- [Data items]
* BEGIN *
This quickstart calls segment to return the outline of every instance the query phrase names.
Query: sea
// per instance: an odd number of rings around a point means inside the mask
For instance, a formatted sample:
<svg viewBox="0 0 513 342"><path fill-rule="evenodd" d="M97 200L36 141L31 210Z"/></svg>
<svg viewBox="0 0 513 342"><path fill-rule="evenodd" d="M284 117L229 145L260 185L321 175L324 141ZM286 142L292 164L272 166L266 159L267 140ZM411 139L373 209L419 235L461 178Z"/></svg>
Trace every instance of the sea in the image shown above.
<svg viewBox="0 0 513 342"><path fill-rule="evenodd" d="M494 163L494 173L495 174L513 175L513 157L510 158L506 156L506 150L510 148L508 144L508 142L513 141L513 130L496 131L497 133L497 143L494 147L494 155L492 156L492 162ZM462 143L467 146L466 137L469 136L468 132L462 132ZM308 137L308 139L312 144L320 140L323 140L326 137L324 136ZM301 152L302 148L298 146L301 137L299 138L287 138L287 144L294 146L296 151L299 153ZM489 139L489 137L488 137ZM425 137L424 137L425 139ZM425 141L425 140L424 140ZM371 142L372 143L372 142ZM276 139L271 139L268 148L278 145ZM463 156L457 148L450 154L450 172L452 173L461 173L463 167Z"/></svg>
* END *
- [EXERCISE OBJECTIVE]
Convert every line of the items above into a JSON list of strings, one string per line, omitting blank lines.

- [SOLUTION TO THE PROBLEM]
[
  "This quickstart calls segment to return the outline of every instance the query phrase names.",
  "Query: sea",
  "// per instance: an odd number of rings around a point means inside the mask",
  "For instance, a formatted sample:",
  "<svg viewBox=\"0 0 513 342\"><path fill-rule=\"evenodd\" d=\"M97 200L36 141L31 210Z\"/></svg>",
  "<svg viewBox=\"0 0 513 342\"><path fill-rule=\"evenodd\" d=\"M284 117L229 145L260 185L321 175L324 141ZM286 142L292 164L272 166L266 159L267 140ZM411 139L373 209L419 235L461 178Z\"/></svg>",
  "Trace every instance of the sea in the image shown above.",
  "<svg viewBox=\"0 0 513 342\"><path fill-rule=\"evenodd\" d=\"M494 163L494 173L495 174L513 175L513 157L510 158L506 156L506 150L510 148L508 144L508 142L513 141L513 130L496 131L497 133L497 143L494 147L494 155L492 156L492 162ZM462 143L467 146L466 137L469 136L468 132L462 132ZM308 137L308 139L312 144L320 140L323 140L326 137L324 136ZM301 152L302 148L298 146L301 137L299 138L287 138L287 144L294 146L296 151L299 153ZM489 139L489 137L488 137ZM425 137L424 137L425 139ZM425 141L425 140L424 140ZM371 142L372 143L372 142ZM276 139L271 139L268 148L278 145ZM463 156L457 148L450 154L450 172L452 173L461 173L463 167Z\"/></svg>"
]